■ **Excerpts of pointing data**:
start
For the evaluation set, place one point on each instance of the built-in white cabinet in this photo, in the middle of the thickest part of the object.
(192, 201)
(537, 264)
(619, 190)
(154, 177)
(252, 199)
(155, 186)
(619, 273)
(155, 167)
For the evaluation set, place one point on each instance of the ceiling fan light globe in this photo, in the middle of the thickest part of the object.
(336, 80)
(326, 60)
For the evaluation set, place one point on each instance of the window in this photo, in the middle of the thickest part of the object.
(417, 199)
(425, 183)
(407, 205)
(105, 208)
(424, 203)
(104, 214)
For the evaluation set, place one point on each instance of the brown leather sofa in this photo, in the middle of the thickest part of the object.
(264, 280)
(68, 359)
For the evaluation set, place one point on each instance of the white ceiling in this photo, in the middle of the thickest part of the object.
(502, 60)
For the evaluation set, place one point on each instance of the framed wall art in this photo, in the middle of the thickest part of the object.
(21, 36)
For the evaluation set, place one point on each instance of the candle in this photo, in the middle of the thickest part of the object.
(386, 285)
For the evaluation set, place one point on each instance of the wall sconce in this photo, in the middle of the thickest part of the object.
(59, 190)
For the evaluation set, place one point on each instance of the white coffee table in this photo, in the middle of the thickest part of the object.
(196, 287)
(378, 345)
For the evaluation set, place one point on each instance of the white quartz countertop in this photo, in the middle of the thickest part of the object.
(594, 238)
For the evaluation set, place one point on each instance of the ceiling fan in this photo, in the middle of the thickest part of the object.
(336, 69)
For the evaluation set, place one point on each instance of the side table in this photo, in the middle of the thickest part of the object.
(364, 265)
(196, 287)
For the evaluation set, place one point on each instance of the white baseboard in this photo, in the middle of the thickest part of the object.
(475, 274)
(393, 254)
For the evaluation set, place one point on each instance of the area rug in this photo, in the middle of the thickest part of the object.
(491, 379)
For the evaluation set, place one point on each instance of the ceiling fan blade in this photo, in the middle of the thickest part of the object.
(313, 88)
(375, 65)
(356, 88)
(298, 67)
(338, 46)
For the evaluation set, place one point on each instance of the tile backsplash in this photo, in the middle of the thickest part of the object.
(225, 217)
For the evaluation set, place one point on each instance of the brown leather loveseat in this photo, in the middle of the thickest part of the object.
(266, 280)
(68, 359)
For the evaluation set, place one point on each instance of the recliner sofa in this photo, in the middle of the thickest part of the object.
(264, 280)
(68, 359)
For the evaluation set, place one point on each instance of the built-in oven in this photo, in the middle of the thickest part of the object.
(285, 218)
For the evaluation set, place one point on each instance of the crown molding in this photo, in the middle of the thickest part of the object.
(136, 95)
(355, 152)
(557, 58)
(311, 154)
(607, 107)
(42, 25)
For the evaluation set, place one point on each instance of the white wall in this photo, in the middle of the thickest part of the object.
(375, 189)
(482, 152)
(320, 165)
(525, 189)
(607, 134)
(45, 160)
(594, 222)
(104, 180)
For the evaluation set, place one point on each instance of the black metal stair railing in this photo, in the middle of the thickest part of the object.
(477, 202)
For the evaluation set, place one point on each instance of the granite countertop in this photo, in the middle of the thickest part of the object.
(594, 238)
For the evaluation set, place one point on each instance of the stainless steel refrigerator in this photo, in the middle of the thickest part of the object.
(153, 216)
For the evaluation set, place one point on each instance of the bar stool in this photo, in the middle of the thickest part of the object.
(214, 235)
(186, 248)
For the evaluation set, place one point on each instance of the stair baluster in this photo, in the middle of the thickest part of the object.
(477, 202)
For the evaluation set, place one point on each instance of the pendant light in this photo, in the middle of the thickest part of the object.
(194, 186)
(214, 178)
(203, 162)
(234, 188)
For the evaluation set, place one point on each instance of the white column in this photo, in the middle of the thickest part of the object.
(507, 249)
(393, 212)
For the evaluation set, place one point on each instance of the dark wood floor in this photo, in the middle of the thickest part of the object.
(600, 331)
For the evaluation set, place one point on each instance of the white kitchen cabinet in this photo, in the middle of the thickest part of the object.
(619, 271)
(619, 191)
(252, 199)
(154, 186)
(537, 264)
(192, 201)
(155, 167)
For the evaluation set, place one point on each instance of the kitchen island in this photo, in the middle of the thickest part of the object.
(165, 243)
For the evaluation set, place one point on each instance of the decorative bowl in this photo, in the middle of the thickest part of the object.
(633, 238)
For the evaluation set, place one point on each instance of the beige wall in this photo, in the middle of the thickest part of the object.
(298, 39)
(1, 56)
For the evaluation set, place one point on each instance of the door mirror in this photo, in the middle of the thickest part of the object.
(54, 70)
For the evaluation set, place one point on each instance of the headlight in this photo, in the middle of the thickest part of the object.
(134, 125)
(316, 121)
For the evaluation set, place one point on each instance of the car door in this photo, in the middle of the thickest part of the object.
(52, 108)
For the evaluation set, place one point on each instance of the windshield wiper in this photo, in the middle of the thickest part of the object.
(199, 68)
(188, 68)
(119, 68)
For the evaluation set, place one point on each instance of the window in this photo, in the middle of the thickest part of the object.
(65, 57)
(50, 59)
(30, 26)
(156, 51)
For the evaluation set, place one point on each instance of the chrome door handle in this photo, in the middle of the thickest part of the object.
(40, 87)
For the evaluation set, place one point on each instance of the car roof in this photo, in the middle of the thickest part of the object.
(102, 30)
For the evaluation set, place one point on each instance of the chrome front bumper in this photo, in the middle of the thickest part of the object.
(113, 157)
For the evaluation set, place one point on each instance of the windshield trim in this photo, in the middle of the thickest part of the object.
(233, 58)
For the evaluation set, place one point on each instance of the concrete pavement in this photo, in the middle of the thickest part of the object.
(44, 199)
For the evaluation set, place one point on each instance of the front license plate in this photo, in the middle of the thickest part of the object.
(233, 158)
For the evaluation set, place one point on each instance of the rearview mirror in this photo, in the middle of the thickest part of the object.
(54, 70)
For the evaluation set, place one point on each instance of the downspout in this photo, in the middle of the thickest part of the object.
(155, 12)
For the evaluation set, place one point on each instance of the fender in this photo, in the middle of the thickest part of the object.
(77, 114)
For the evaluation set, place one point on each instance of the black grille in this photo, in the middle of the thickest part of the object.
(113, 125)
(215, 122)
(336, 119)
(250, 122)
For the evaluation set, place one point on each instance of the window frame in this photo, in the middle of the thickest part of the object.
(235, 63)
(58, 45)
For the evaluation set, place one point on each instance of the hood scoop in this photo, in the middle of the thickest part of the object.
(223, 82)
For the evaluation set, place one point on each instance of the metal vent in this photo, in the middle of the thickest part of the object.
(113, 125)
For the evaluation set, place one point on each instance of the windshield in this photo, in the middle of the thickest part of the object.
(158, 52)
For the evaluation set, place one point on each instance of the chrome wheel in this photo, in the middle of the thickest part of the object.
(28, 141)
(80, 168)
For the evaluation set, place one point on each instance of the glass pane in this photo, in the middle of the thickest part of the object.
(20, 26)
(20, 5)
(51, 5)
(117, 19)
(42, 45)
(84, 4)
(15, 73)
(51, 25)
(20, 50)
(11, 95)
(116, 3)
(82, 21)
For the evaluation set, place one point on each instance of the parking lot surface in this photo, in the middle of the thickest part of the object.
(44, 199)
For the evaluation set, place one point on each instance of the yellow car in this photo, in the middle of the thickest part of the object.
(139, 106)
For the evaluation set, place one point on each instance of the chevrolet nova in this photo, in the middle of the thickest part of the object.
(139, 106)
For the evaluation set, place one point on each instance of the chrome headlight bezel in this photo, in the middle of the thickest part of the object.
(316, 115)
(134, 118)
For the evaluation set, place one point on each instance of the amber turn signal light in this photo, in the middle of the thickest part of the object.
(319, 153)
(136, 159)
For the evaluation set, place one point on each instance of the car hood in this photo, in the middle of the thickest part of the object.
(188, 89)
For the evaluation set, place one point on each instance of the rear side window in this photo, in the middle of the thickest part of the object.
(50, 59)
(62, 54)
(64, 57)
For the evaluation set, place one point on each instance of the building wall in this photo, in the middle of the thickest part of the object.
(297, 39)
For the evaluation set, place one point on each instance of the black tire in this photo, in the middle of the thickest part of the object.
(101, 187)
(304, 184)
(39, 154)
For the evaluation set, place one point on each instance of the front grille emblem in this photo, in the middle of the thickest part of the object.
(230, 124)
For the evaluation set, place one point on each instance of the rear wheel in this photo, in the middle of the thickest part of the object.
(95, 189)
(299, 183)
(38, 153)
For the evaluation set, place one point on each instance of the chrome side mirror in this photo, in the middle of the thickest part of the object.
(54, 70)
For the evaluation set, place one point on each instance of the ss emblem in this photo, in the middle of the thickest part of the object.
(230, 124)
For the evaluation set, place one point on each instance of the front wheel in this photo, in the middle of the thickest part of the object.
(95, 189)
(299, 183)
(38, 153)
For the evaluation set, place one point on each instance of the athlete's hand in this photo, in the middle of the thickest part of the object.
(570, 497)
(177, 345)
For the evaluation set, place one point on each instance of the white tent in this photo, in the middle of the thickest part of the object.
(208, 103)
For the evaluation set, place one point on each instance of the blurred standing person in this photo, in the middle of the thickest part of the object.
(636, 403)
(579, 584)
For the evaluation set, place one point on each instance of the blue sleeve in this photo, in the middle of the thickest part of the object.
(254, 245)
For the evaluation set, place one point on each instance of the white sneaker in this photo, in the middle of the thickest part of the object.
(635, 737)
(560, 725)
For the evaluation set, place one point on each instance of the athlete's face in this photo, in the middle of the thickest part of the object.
end
Present as a numbered list the lines of the listing from the line containing "of the blurred" through the end, leaving out any blank lines.

■ **Complete answer**:
1. For the evaluation set, place one point on each instance of the blurred standing person in this photo, in the middle of the thickest part of the object.
2. (636, 403)
3. (579, 584)
4. For the evaluation set, place one point on each instance of the blue sleeve in this photo, in the middle of the thickest part of the object.
5. (254, 245)
6. For the evaluation set, place one point on each instance of the white sneaker in this photo, in the middle of the thickest part of the object.
7. (635, 737)
8. (560, 725)
9. For the evaluation set, place one point on each instance of the athlete's face in this photo, in the middle of the thickest part of the object.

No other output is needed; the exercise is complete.